• [Stated task]: Pick out each row below that contains the string "stem" and copy those rows in full. Matching is case-sensitive.

**** Provided records ****

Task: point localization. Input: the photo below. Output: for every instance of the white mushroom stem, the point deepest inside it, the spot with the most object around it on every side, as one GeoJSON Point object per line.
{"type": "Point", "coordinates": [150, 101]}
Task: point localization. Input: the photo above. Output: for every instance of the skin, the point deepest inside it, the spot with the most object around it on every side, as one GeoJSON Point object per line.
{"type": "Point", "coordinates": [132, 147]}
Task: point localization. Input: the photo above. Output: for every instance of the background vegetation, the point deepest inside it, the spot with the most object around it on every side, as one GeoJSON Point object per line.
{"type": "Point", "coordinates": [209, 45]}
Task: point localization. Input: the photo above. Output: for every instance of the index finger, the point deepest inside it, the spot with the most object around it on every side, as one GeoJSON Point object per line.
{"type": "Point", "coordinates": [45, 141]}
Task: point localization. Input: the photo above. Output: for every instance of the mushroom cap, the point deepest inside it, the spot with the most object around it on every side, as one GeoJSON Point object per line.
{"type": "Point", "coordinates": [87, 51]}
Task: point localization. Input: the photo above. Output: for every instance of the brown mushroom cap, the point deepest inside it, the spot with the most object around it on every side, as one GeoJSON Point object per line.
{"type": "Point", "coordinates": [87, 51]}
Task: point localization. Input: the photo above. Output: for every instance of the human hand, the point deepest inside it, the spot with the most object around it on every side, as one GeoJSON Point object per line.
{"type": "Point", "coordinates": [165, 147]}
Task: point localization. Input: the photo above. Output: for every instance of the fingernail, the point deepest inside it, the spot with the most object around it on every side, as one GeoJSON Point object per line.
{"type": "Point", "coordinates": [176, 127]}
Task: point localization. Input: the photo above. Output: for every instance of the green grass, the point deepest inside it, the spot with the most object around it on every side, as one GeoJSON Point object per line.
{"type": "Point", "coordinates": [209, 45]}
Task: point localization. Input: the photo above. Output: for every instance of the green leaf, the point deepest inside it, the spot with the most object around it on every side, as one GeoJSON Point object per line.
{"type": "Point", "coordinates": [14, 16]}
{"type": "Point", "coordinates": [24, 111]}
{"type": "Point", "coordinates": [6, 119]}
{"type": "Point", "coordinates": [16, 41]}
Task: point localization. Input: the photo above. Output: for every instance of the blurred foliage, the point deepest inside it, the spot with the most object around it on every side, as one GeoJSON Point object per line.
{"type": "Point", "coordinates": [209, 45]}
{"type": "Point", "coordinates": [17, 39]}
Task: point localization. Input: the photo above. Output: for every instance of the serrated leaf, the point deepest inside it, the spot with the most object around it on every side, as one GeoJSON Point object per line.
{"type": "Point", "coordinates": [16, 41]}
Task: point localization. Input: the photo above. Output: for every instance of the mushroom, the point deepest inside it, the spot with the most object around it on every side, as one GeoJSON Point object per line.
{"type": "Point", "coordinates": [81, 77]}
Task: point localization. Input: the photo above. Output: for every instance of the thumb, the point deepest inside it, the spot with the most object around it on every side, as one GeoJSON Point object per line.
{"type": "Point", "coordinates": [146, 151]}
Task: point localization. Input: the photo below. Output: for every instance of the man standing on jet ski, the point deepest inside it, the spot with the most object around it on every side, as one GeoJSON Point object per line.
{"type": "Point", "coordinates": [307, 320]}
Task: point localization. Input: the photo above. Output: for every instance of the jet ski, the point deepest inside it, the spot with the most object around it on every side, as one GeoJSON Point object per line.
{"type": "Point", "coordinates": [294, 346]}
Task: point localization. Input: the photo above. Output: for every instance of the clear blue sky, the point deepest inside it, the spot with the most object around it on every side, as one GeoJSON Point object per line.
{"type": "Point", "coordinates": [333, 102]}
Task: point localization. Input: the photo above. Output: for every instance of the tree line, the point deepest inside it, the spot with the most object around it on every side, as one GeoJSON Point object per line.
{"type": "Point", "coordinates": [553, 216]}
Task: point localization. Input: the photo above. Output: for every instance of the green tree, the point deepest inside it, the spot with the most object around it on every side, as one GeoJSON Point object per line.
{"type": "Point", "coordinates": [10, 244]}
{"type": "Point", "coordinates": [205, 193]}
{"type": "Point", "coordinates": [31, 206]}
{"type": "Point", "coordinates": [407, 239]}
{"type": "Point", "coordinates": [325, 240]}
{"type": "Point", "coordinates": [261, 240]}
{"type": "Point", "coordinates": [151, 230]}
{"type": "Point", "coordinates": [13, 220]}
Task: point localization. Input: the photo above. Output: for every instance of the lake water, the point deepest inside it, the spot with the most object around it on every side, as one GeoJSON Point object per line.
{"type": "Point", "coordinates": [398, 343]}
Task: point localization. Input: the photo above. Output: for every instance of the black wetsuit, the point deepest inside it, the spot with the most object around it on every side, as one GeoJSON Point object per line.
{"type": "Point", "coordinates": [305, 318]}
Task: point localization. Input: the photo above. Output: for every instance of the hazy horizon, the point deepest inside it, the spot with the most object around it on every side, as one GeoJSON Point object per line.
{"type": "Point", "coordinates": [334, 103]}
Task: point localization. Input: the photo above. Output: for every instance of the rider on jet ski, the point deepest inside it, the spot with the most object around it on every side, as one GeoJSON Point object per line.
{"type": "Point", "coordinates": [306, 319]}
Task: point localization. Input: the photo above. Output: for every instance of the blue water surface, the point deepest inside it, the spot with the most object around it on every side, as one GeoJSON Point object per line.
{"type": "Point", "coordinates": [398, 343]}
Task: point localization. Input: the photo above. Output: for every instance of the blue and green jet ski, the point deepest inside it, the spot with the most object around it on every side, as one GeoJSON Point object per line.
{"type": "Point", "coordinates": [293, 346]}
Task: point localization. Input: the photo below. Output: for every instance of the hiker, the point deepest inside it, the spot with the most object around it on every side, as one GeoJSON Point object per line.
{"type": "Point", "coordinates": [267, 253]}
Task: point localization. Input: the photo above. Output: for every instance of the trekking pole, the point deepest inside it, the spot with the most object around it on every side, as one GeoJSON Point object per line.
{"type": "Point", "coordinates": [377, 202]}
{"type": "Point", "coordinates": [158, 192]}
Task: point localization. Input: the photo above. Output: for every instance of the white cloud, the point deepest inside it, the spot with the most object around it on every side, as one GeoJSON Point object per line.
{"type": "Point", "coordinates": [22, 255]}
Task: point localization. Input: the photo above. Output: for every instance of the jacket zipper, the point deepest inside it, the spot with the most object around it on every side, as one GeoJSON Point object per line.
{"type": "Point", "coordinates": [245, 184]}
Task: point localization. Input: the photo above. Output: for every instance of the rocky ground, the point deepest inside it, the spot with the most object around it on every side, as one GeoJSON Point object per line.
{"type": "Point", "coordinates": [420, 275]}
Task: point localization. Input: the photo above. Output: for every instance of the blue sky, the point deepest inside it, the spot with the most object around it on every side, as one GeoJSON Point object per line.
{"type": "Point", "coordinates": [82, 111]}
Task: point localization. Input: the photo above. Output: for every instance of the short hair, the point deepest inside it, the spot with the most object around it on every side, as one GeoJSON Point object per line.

****
**** Provided records ****

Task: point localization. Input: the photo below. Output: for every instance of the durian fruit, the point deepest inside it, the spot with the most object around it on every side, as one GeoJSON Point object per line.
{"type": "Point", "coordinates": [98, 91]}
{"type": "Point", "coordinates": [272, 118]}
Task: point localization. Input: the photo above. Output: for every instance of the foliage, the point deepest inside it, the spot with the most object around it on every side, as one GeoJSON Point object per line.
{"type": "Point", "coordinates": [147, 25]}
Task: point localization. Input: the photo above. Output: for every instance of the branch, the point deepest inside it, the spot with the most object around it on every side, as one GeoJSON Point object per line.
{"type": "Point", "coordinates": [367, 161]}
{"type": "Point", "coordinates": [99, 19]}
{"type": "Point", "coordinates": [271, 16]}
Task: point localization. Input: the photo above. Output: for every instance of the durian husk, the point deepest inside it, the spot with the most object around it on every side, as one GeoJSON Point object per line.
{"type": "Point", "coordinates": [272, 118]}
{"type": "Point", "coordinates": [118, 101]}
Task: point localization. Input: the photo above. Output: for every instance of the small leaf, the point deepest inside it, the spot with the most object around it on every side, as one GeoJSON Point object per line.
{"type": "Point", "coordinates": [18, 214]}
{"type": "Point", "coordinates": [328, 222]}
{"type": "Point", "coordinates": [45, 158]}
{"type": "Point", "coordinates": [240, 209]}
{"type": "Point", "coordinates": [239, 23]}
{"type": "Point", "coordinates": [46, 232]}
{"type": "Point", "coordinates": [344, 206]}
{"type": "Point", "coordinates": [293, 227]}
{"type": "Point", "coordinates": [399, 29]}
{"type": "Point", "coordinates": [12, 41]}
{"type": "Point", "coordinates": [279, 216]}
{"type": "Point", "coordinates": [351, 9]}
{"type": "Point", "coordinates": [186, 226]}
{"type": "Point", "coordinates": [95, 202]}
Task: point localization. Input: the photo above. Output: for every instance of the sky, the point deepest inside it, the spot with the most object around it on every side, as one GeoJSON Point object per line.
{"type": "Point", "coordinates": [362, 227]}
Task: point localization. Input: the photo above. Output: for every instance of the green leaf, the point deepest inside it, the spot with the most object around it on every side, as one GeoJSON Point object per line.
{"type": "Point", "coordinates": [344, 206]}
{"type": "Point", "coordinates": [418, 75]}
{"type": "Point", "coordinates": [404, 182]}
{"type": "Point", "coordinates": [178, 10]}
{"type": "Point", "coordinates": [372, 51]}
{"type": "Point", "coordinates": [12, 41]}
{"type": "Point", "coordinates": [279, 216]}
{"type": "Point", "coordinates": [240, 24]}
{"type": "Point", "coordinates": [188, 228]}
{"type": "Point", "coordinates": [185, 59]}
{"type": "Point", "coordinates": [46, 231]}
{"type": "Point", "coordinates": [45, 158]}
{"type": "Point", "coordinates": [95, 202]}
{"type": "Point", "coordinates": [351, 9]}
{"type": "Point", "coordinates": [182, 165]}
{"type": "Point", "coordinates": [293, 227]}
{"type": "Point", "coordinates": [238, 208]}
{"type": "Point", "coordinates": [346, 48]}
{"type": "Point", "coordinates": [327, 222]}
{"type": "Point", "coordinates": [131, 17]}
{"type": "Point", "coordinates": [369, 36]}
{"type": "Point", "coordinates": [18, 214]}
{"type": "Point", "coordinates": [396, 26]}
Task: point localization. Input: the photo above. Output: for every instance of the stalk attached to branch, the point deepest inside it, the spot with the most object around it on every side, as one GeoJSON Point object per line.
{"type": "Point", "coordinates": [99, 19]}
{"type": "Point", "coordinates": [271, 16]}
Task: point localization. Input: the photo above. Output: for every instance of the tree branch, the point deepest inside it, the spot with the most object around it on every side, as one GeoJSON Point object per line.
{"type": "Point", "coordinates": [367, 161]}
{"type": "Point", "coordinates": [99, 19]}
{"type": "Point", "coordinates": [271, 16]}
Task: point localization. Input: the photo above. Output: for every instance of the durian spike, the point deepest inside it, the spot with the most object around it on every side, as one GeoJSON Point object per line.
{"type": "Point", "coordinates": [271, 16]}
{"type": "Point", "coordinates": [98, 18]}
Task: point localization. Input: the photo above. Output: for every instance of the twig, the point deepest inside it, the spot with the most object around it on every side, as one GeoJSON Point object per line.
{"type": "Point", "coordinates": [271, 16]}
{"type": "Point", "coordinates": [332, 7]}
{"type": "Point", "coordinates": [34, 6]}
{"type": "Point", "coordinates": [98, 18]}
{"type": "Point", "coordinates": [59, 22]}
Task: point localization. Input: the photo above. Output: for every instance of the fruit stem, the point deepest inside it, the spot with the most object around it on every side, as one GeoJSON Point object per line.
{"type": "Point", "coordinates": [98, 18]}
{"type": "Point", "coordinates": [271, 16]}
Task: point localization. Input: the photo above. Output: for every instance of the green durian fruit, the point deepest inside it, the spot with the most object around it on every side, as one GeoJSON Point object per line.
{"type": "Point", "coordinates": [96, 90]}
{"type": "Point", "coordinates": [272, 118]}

****

• [Correct response]:
Task: point localization. Input: the photo below. Output: for every instance of the white mushroom stem, the point deepest inside it, the spot with the most object around it on every side, as one GeoJSON Point object per line.
Task: point localization. Input: the photo above. Output: for every instance of the fruit stem, the point deepest inside it, the spot with the most object around it on every side, as one GeoJSON Point object per line.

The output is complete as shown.